SHORT PROBLEM
Reproduce the material below exactly, from the line containing "If you could pick out the picture" through the final line of the material, both ends included.

DATA EXTRACT
★ ★ ★ ★
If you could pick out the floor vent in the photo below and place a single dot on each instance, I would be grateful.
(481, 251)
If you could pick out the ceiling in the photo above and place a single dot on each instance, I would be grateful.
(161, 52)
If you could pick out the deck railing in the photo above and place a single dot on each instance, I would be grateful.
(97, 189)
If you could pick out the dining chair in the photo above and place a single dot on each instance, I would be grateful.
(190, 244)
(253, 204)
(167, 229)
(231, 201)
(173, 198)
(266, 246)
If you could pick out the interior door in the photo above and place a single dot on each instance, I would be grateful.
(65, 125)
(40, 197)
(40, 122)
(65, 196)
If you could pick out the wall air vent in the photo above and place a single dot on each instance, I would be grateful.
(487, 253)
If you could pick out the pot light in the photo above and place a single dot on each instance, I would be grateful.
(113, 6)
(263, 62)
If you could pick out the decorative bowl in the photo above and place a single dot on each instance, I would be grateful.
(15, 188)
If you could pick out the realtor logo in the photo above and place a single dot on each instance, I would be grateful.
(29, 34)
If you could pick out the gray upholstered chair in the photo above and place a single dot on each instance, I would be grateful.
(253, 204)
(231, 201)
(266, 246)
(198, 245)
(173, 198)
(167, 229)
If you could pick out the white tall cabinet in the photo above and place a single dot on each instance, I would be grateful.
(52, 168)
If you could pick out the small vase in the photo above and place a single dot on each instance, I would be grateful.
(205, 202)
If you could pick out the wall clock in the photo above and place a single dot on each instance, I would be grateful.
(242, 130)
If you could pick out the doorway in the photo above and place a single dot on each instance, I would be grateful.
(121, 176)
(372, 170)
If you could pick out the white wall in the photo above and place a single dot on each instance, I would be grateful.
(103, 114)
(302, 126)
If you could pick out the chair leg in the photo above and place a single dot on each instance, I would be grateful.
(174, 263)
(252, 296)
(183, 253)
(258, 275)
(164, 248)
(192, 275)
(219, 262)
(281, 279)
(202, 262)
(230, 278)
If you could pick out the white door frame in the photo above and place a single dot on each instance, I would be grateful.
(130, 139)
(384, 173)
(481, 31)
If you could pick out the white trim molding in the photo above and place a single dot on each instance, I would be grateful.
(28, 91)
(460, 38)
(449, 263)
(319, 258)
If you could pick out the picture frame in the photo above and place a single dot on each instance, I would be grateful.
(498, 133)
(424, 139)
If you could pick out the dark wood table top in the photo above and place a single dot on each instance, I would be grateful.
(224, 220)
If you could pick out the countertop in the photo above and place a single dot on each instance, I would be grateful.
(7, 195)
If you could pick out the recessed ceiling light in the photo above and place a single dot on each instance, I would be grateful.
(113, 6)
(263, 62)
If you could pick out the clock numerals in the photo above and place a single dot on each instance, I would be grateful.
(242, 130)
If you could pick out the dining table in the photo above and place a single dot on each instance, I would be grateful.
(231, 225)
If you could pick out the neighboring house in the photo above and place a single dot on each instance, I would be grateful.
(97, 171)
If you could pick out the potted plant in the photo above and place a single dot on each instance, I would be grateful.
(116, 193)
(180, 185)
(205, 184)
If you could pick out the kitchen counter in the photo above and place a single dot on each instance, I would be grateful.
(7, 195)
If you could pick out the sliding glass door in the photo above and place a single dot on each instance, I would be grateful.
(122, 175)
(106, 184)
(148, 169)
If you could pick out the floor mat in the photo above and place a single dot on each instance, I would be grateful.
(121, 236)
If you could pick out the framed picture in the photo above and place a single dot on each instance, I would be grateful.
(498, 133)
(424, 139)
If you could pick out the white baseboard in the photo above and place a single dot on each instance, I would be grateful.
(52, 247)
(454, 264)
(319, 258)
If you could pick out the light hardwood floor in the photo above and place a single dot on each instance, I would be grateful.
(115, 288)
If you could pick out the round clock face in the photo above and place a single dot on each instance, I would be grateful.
★ ★ ★ ★
RESPONSE BELOW
If you could pick out the picture frame in the photo above and place a single dot on each instance, I would be grateful.
(498, 133)
(424, 139)
If you could pick out the dark wood table top in the photo above and place a single dot on each instance, I would be grateful.
(224, 220)
If you could pick out the countertop in the photo above and place a single dot on each instance, I would be grateful.
(7, 195)
If you could pick out the recessed ceiling light in the photo above and place a single dot on each instance, I would be grateful.
(113, 6)
(263, 62)
If you could pick out the clock numerals in the photo above and place a single dot on each instance, I would be grateful.
(242, 130)
If you could pick out the dining table in the photo above and place a single dot on each instance, I would be grateful.
(231, 225)
If you could pick out the neighboring house in the photo above and place a single dot on each instance, I would be grateful.
(97, 171)
If you could pick out the potted plant in the photo above and place a single dot on each instance, I would be grateful.
(116, 193)
(180, 185)
(205, 184)
If you could pick out the kitchen counter in the photo above and place a single dot on each instance, I would be grateful.
(7, 195)
If you could pick out the sliding glass door in the photo above and place a single dot on each instance, I would be grateful.
(122, 175)
(106, 184)
(148, 169)
If you could pick out the floor mat in the photo above and place a single dot on each instance, I would be grateful.
(121, 236)
If you could pick out the framed picture in the photo above and place a single dot on each instance, I would be grateful.
(498, 133)
(424, 139)
If you could pick out the white baseboard in the photo above and place a single dot on each instance, I would be grateful.
(52, 247)
(454, 264)
(319, 258)
If you could pick out the light hardwood floor in the photo above and place a single dot on each instance, I would be grateful.
(115, 288)
If you could pick out the round clock face in the photo above and place a single dot on each instance, I would be grateful.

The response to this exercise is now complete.